(Stored data entries)

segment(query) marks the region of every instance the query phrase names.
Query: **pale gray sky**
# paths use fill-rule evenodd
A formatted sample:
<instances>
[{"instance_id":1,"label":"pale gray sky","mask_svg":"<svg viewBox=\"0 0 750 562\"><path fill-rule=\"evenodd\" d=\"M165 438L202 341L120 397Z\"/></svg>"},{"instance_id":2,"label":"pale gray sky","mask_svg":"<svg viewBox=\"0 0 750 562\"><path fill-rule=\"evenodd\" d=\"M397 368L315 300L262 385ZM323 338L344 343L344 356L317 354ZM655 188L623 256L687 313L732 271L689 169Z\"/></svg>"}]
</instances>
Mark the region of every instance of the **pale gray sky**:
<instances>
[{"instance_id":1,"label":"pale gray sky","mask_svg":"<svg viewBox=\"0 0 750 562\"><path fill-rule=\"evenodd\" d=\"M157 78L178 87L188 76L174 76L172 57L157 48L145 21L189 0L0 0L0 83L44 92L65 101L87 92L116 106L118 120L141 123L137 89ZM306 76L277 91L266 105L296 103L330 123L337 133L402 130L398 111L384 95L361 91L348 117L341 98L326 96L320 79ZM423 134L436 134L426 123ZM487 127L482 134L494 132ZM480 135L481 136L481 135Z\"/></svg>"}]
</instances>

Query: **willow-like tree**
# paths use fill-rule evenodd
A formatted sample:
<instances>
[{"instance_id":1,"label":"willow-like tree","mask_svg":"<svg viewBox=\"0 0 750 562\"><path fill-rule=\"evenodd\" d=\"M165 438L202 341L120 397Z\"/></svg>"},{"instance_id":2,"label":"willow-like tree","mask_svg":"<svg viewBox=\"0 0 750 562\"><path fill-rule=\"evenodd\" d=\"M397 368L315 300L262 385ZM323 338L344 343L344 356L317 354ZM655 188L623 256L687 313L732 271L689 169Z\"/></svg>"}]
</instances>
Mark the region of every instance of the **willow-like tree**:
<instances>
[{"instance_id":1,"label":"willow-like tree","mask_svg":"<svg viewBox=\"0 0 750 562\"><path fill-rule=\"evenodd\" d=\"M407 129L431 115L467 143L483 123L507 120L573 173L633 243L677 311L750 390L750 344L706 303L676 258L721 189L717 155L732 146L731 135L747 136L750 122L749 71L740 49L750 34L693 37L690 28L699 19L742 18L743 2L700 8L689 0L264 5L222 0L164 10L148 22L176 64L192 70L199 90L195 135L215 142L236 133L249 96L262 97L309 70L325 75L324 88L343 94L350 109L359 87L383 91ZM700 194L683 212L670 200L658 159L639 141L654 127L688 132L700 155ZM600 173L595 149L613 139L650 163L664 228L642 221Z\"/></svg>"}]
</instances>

_Try it_: The response has to give back every record verbatim.

_Reply_:
segment(query) marks the region of every instance the query phrase names.
Query: **pale gray sky**
# paths use fill-rule evenodd
A formatted sample:
<instances>
[{"instance_id":1,"label":"pale gray sky","mask_svg":"<svg viewBox=\"0 0 750 562\"><path fill-rule=\"evenodd\" d=\"M165 438L202 341L120 397Z\"/></svg>"},{"instance_id":2,"label":"pale gray sky","mask_svg":"<svg viewBox=\"0 0 750 562\"><path fill-rule=\"evenodd\" d=\"M397 368L315 300L262 385ZM323 338L344 343L344 356L317 354ZM655 188L623 256L687 313L732 271L689 169Z\"/></svg>"}]
</instances>
Mark the region of every instance of the **pale gray sky**:
<instances>
[{"instance_id":1,"label":"pale gray sky","mask_svg":"<svg viewBox=\"0 0 750 562\"><path fill-rule=\"evenodd\" d=\"M157 78L178 87L188 76L174 76L172 57L157 48L145 21L189 0L0 0L0 83L44 92L65 101L87 92L116 106L118 120L141 123L137 89ZM306 76L277 91L266 105L296 103L330 123L337 133L402 130L398 111L384 95L361 91L348 117L341 98L326 96L320 79ZM423 134L436 134L426 123ZM487 127L482 134L494 132ZM480 135L481 136L481 135Z\"/></svg>"}]
</instances>

Query: **willow-like tree**
# paths use fill-rule evenodd
A formatted sample:
<instances>
[{"instance_id":1,"label":"willow-like tree","mask_svg":"<svg viewBox=\"0 0 750 562\"><path fill-rule=\"evenodd\" d=\"M165 438L202 341L120 397Z\"/></svg>"},{"instance_id":2,"label":"willow-like tree","mask_svg":"<svg viewBox=\"0 0 750 562\"><path fill-rule=\"evenodd\" d=\"M397 368L315 300L262 385ZM323 338L344 343L344 356L317 354ZM655 188L623 256L687 313L732 271L689 169Z\"/></svg>"}]
</instances>
Mark the region of every instance of the **willow-like tree**:
<instances>
[{"instance_id":1,"label":"willow-like tree","mask_svg":"<svg viewBox=\"0 0 750 562\"><path fill-rule=\"evenodd\" d=\"M407 129L431 115L467 143L483 123L507 120L573 173L633 243L677 311L750 390L750 344L706 303L676 258L721 189L717 155L732 146L731 135L747 136L750 122L749 71L740 49L750 34L693 37L690 28L699 19L742 18L743 2L700 8L689 0L264 5L222 0L164 10L148 22L176 64L192 70L199 90L195 135L215 142L236 133L249 96L262 97L309 70L325 75L324 88L343 94L350 109L359 87L383 91ZM700 194L683 212L670 200L658 159L639 141L654 127L688 132L700 155ZM600 173L595 149L613 139L650 163L664 228L642 221Z\"/></svg>"}]
</instances>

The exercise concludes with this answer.